Start of EXTRACT
Dee knows.

Paul couldn't shake the thought Aug. 18 as he climbed out of bed and dressed, apparently to work in the terraced garden he'd built in his Kansas City back yard."Dee knows, now. This is the day I die."

As his wife drove off to work, Paul stood waiting for her car to make the wide turn out of sight. And then, just as he had every morning for four months, he scrambled upstairs to change into something presentable.

"I have one more day to make it right."

Paul raced from his house with a checkbook. The credit cards were long since tapped out. But he could cash checks and pull together enough to give himself one last chance at the casino nestled on the Missouri River.

Like thousands of other compulsive gamblers, Paul had let the gaming tables take over his life. No one really knows for sure what drives these people, but scientists, psychologists and other groups are looking for answers.

Paul was so beaten down by his gambling that he hadn't even thought about winning for weeks. He knew he was a loser.

He wasn't really surprised this time either as his money vanished into the hands of the blackjack dealer and the black maw of a slot machine.

"But this time, Dee knows," he thought. "And I can't face her."

He headed back home, where he kept poison in the garage. He opened the bottle and breathed in deeply. He swallowed some and poured it on himself.

Make it look like an accident, he thought, so she'll at least get the insurance money to pay off the debts.

There was no pain, but instead a slight buzz - probably some alcohol in the poison, he reasoned. And, as he felt his life ebbing away, he thought again: "I can't face her with what I did. How I ruined her life."

What is it that compels reasonable men and women to so unreasonably gamble away their lives? How can someone facing physical or financial ruin not see the destruction that can accompany compulsive gambling?
End of EXTRACT
Start of RECORDED DATA
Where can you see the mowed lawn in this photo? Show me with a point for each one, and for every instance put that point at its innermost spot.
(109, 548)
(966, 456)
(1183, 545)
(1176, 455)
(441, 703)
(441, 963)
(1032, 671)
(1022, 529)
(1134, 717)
End of RECORDED DATA
* PROBLEM A *
Retype the stretch of the compulsive gambling article from "There was no" through "accompany compulsive gambling?".
* PROBLEM B *
Continue the compulsive gambling article from the point where it stops.
The data come from a separate source.

* ANSWER SECTION A *
There was no pain, but instead a slight buzz - probably some alcohol in the poison, he reasoned. And, as he felt his life ebbing away, he thought again: "I can't face her with what I did. How I ruined her life."

What is it that compels reasonable men and women to so unreasonably gamble away their lives? How can someone facing physical or financial ruin not see the destruction that can accompany compulsive gambling?

* ANSWER SECTION B *
And why, asks Lisa Pertzoff, board member of the National Council on Problem Gambling, can millions of Americans socially gamble and then casually leave casinos while others find themselves trapped?

"It's not about winning, and it's not about losing," she said. "It's about people who gamble because they can't not gamble. But why?"

Partly to help answer that question, the U.S. casino industry last week announced the creation in Kansas City of the National Center for Responsible Gaming to study compulsive gambling. And Monday, Harrah's Casino sponsored a seminar on compulsive gambling at the American Inn in North Kansas City.

"The problems with gambling are quite unusual," said Stan Bier, a Kansas City psychologist. "What seems to get them hooked is the action. And when they're hooked, they don't eat, they don't sleep, they don't care if they haven't got enough money left to buy gas to get home. They ruin their lives, jobs, families."

Brad Wilson, a North Kansas City psychologist trained to work with compulsive gamblers, says such questions will become increasingly familiar as casinos thrive - and construction of more continues - along Kansas City's riverbanks.

"To the problem gambler, gambling feels good, it's easy to do, it's just having fun," he said. "And the more casinos we see going up, the more problem gamblers we're going to turn up. I'm afraid that counseling those who have a problem gambling is going to be a mainstay in my profession for a long time to come here."

Dee's world turned upside down Aug. 17 after a phone call.

"I was in the back yard when my son Michael brought the phone to me," she recalled. "It was someone from Visa saying I was over my limit. I wasn't really concerned. I figured it must be a mistake.

"`What do you have as my limit?' I asked.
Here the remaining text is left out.